- _TASKS AND EXERCISES_
• a. From the white pine thread, give back the section that starts at the words "SAF Certified Forester" and ends after the words "appreciate the response.", copied word for word.
• b. In the white pine thread, what does curdog say he now does instead of planting white pine?

PASSAGE TO READ start

I'm doing an informal survey for my own purposes on the regeneration of white pine.

Thank you very much to anyone who participates:


Where are you located geographically?

Do you still plant white pine?

If not, when did you stop?

What were the reasons?

Are you more likely to plant white pine if you knew it was historically on the site (either recently, as in just harvested, or in the more distant past)?

Have you had success regenerating white pine using shelterwood?

Have you had success regenerating white pine using clear cutting?

Have you noticed an increase, decrease or little change in white pine planting in your area over the last decade? Two decades? Longer?



much appreciated,
wdmn

Clark

SAF Certified Forester

curdog

I work in the foothills of nc. I've done a little white pine planting with marginal results. We don't have a good white pine market with only a limited amount of mills buying it. Our loblolly is far more competitive to white pine. Most of the white pine planting gets choked out by competition without doing some form of release. We are within the natural range,  but  the plantings are so-so at best. I've gone to either allowing natural hardwood regeneration or planting loblolly.

wdmn

Thanks curdog. I really appreciate the response.

Clark; does that mean you've had success with aerial seeding? Can you re-read my original post, I'd love to hear your answers!


thecfarm

I'm in Maine. Just a little history about the land. Family land,never logged until 1993-97. My Father and me started to cut white pine just using a tractor. We was cutting pine 70-80 years old. Slow,but happy with the money. Not much growing for new stuff. After we disturbed the ground the pine came in as thick as hair on a dogs back. My Father passed away and I built a house here in 2000. I have have it logged 3 times since than. The logger is just fasinated by the regen on my land. I have no reason to plant. In fact I should be doing a major thinning.We cut some area hard,maybe a ½ acre and some areas we only took a few trees out. The pine still came in just as thick.

PASSAGE TO READ end
RECORDED INFORMATION start

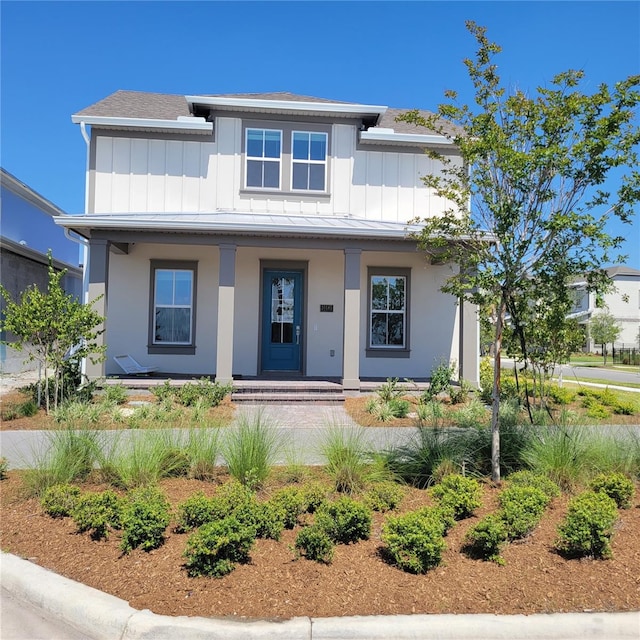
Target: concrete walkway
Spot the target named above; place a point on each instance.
(99, 616)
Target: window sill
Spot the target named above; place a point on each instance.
(388, 353)
(322, 195)
(175, 350)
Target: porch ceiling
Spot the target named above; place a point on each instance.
(231, 223)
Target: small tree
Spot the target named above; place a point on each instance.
(527, 205)
(50, 326)
(604, 329)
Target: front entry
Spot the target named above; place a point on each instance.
(282, 320)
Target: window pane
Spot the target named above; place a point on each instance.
(396, 293)
(300, 176)
(378, 329)
(254, 173)
(164, 286)
(272, 144)
(272, 175)
(395, 329)
(255, 139)
(183, 288)
(318, 146)
(379, 292)
(316, 177)
(301, 146)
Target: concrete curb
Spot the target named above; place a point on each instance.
(105, 617)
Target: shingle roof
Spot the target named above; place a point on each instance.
(162, 106)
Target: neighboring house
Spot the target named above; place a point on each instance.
(623, 302)
(266, 234)
(27, 233)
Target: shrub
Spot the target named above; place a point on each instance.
(345, 520)
(315, 544)
(216, 547)
(588, 526)
(193, 512)
(145, 516)
(486, 539)
(414, 541)
(617, 486)
(460, 494)
(531, 479)
(97, 512)
(291, 502)
(60, 500)
(383, 496)
(522, 508)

RECORDED INFORMATION end

- _ANSWERS TO THE TASKS_
• a.
SAF Certified Forester

curdog

I work in the foothills of nc. I've done a little white pine planting with marginal results. We don't have a good white pine market with only a limited amount of mills buying it. Our loblolly is far more competitive to white pine. Most of the white pine planting gets choked out by competition without doing some form of release. We are within the natural range,  but  the plantings are so-so at best. I've gone to either allowing natural hardwood regeneration or planting loblolly.

wdmn

Thanks curdog. I really appreciate the response.

• b. He either allows natural hardwood regeneration or plants loblolly.